Binary / row helpers #6096

bkirwi · 2024-07-19T21:33:38Z

Which issue does this PR close?

Closes #6063.

(Potentially - still under discussion at the linked issue!)

Rationale for this change

I've added the optional from_binary method discussed in the associated issue also.

What changes are included in this PR?

data, into_binary and from_binary functions, and an extension to the fuzz test that checks the data survives the roundtrip.

Are there any user-facing changes?

Yes, though I suspect the rustdoc covers them enough?

Currently these are accessible via `AsRef`, but that trait only gives you the bytes with the lifetime of the `Row` struct and not the lifetime of the backing data.

XiangpengHao · 2024-07-20T23:53:23Z

arrow-row/src/lib.rs

+    /// Create a [BinaryArray] from the [Rows] data without reallocating the
+    /// underlying bytes.
+    pub fn into_binary(self) -> BinaryArray {
+        assert!(


I wonder if we should return LargeBinaryArray here as the offsets are Vec<usize> (not Vec<u32>)

Open to it! Since array indices are signed ints, we'd need this assert in any case, so I went with what seemed like the most common type. I don't feel especially strongly about it though!

[Location labeling records]
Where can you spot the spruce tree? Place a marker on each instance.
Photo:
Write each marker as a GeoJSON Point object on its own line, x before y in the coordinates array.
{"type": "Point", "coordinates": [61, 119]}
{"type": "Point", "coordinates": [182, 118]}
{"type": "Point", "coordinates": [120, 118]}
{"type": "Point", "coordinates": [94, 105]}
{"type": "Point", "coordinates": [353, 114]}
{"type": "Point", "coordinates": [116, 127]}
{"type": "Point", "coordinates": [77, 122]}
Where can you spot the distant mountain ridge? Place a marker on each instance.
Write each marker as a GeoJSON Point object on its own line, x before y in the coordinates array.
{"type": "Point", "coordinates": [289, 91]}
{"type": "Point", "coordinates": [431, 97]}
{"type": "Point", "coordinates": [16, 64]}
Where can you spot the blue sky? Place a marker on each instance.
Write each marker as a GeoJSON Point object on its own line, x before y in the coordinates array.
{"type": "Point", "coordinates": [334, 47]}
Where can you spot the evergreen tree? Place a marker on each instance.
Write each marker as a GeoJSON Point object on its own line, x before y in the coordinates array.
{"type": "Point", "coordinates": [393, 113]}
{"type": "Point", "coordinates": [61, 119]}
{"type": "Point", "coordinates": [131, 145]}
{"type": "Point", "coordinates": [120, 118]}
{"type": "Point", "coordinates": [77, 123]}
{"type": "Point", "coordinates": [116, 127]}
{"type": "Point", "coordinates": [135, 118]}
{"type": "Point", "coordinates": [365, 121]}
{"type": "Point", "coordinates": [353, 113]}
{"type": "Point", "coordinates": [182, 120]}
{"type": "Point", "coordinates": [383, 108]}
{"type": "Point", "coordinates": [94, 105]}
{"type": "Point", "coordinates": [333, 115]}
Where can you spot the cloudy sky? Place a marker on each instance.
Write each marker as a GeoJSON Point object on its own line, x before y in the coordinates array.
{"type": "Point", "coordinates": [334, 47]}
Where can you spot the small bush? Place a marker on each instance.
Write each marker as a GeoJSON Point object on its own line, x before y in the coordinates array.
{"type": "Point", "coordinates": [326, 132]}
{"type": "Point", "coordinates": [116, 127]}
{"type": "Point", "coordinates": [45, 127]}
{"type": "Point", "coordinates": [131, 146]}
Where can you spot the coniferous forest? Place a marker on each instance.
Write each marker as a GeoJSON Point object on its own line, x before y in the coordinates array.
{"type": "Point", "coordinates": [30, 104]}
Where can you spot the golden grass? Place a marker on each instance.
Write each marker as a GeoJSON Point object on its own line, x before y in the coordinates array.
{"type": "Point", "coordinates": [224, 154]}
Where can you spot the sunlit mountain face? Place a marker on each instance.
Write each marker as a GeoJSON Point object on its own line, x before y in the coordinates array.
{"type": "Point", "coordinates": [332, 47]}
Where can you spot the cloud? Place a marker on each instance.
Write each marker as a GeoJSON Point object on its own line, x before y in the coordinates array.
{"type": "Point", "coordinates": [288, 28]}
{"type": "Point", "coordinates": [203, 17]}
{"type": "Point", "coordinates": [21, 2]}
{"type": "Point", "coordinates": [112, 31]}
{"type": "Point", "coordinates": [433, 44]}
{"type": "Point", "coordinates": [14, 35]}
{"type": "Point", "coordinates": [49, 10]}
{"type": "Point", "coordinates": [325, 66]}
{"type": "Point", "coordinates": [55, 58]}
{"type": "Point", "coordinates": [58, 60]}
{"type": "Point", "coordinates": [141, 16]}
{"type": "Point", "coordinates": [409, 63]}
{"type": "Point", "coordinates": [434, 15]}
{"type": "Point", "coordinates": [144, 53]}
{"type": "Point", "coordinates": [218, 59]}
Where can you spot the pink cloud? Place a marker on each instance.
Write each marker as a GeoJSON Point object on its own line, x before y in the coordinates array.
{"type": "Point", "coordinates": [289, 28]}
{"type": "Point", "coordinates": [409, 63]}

• [Tasks to carry out]
**A.** From the row helpers pull request thread, list the functions named as changes included in the PR.
**B.** Extend the row helpers pull request thread with the next comment after its final reply.

• [The replies]
**A.** data, into_binary, from_binary

**B.**
I agree Binary is likely the most common type. We could potentially add a to_large_binary to support converting to LargeBinary 🤔

alamb

Thanks @bkirwi and @XiangpengHao

I think this PR needs some additional negative tests and error testing but otherwise I think it is looking good to me

cc @tustvold in case you have time to comment on the safety of the design

alamb · 2024-07-23T19:32:36Z

arrow-row/src/lib.rs

+            self.buffer.len() <= i32::MAX as usize,
+            "rows buffer too large"
+        );
+        let offsets_scalar = ScalarBuffer::from_iter(self.offsets.into_iter().map(i32::usize_as));


I think this needs to check that the offsets don't overflow a i32 - this should be a try_into I think and the method should be like fn try_into_binary(self) -> Result<BinaryArray>

My belief is that this is guaranteed by the assert above (which asserts that the len is not larger than i32::MAX) and the existing offset invariant (which guarantees that all offsets are valid indices into the binary data). So a more expensive O(n) check seemed redundant.

I'll go ahead and turn that assert into a Result::Err; let me know what you think about the other side of it!

I agree with @bkirwi 's logic here. If we assume that self.offsets is well formed with respect to self.buffer then we shouldn't need to check the individual offsets.

alamb · 2024-07-23T19:34:09Z

arrow-row/src/lib.rs

+    /// Create a [BinaryArray] from the [Rows] data without reallocating the
+    /// underlying bytes.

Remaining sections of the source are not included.